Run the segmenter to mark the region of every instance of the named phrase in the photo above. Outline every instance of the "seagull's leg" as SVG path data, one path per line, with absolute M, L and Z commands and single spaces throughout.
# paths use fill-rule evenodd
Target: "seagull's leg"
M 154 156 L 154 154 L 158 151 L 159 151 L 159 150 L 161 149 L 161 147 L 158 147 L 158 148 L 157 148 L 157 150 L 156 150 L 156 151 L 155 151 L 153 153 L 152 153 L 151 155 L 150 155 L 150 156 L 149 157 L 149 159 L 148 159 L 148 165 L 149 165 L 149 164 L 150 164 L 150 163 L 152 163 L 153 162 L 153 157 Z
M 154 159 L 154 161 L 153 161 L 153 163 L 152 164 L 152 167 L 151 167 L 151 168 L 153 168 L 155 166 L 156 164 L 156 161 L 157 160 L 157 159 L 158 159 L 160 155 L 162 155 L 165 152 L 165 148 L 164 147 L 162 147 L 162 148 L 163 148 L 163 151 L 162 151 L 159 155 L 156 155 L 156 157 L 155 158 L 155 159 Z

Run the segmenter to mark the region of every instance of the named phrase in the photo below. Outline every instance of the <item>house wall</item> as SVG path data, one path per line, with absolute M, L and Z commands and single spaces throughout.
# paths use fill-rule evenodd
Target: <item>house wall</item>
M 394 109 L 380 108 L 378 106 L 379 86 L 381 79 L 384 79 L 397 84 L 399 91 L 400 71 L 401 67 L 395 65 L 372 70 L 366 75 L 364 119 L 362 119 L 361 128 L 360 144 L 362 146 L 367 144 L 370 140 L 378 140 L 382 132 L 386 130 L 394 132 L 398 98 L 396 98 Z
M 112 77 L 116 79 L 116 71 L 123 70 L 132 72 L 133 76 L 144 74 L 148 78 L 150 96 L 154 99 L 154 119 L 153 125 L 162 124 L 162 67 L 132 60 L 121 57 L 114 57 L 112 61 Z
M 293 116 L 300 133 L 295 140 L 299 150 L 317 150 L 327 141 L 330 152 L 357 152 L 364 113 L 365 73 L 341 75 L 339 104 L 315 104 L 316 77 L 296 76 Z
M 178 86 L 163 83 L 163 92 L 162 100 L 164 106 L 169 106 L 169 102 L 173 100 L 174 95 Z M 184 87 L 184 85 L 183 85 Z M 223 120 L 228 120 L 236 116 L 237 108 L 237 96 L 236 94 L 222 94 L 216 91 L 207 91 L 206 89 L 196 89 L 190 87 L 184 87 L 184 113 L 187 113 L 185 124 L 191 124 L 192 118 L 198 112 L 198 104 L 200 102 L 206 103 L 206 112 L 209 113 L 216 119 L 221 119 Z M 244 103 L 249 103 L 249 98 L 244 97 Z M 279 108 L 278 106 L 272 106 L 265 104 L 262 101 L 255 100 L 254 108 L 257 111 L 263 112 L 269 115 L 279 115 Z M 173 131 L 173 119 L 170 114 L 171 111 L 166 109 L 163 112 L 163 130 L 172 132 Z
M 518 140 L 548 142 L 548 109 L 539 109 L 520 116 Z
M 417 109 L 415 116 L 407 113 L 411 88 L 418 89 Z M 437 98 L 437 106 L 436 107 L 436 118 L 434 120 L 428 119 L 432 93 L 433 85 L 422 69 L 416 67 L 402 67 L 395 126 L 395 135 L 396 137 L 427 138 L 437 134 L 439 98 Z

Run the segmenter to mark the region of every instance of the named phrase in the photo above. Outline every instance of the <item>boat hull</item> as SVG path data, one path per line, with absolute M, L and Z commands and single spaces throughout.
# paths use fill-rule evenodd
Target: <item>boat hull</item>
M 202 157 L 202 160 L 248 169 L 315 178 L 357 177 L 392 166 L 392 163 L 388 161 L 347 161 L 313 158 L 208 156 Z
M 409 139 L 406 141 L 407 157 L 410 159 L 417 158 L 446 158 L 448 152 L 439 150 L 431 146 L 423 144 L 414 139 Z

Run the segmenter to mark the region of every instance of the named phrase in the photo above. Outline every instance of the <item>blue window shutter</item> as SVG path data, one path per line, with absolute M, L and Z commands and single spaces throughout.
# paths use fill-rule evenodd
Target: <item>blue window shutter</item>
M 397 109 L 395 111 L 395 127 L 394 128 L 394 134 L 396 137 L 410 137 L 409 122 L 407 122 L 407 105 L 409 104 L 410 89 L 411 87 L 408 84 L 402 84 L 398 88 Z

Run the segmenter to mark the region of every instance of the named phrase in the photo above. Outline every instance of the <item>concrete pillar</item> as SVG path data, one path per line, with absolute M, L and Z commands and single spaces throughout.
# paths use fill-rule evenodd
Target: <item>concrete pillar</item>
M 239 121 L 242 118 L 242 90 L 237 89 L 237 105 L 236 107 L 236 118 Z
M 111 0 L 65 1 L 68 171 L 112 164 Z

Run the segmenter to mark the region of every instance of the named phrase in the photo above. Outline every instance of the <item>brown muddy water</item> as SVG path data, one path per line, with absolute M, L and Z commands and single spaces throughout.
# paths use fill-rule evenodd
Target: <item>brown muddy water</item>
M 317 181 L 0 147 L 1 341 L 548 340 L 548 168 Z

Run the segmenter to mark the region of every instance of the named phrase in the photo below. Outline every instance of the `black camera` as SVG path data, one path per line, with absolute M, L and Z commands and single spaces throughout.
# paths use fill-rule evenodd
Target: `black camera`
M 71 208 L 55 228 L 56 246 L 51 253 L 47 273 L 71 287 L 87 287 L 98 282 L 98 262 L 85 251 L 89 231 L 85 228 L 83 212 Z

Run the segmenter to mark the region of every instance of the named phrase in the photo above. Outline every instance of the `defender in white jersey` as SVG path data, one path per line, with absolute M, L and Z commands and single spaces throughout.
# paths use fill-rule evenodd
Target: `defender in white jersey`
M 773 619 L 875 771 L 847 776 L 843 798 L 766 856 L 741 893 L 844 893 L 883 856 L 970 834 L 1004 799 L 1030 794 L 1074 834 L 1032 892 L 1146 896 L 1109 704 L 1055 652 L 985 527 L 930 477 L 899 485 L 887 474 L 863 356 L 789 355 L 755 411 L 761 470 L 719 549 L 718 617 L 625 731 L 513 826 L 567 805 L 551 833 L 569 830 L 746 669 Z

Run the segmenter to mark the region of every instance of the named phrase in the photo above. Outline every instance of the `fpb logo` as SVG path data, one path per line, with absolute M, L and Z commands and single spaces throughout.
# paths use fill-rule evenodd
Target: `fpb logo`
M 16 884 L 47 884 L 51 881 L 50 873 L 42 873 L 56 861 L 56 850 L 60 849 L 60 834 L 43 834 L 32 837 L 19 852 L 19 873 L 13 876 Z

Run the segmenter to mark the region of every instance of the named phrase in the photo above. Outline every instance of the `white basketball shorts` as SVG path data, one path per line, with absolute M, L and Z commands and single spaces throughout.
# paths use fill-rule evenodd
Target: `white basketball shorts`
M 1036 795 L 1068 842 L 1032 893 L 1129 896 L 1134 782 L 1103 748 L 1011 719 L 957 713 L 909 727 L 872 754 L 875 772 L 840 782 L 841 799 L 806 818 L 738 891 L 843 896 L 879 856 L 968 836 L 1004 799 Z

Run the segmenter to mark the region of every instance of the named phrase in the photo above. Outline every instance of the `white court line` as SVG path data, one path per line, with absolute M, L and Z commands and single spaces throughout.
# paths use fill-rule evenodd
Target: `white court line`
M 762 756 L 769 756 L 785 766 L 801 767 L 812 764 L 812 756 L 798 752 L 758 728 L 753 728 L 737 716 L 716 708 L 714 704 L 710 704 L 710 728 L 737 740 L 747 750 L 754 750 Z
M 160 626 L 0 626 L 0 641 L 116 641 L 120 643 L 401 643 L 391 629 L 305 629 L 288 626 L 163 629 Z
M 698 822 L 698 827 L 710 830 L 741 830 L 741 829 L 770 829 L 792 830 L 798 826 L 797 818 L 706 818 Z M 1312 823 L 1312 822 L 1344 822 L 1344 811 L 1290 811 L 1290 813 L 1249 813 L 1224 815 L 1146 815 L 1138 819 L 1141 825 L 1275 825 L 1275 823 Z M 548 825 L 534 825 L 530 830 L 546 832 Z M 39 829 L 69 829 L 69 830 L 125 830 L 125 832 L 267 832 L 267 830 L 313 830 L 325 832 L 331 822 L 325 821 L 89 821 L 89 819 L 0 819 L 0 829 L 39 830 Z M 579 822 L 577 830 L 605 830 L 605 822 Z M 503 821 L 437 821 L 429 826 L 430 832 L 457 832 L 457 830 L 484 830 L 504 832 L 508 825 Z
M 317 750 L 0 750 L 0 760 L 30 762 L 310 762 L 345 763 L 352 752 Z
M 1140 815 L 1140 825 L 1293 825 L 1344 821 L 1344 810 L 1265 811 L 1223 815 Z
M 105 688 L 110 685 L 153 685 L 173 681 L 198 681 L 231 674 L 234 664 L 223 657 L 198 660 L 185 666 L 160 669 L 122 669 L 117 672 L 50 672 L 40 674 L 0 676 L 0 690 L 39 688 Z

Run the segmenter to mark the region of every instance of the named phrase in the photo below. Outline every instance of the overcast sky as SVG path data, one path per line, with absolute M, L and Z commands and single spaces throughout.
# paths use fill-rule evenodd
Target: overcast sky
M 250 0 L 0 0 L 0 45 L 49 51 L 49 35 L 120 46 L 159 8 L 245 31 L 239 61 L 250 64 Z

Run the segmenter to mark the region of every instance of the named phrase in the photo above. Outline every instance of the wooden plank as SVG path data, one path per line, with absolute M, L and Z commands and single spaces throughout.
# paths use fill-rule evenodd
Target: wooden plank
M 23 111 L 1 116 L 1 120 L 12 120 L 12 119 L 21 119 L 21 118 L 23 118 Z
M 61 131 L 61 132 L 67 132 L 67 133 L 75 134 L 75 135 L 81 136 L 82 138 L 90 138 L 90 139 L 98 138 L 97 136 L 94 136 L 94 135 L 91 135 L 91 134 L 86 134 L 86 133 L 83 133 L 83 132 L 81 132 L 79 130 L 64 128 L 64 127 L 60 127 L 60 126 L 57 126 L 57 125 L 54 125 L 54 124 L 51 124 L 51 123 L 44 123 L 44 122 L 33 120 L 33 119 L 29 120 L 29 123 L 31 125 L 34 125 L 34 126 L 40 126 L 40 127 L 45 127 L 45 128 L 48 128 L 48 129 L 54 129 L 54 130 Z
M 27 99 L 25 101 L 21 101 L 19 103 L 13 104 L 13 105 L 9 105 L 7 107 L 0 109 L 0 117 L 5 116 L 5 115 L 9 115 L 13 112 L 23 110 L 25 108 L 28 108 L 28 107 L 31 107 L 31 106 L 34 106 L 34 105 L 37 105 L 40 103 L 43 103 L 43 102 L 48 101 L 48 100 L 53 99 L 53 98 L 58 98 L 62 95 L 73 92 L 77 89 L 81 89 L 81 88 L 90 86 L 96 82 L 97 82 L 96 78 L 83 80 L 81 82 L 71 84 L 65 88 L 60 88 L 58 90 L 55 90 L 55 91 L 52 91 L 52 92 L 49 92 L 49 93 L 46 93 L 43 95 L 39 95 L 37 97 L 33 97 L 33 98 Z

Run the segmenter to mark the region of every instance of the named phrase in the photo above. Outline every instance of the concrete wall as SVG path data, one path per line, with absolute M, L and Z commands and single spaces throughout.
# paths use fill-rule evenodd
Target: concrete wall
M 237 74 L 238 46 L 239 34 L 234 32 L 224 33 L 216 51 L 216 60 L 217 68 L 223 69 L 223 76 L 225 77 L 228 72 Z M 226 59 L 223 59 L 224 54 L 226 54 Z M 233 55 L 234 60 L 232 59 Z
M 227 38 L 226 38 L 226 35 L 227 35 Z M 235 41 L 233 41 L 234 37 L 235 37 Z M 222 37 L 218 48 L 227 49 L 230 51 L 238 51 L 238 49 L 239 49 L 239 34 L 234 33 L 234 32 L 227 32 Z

* [Objetivo del ejercicio]:
Indica cuántas líneas del material de arriba contienen la palabra "muddy". Escribe solo el número.

* [Respuesta del ejercicio]:
2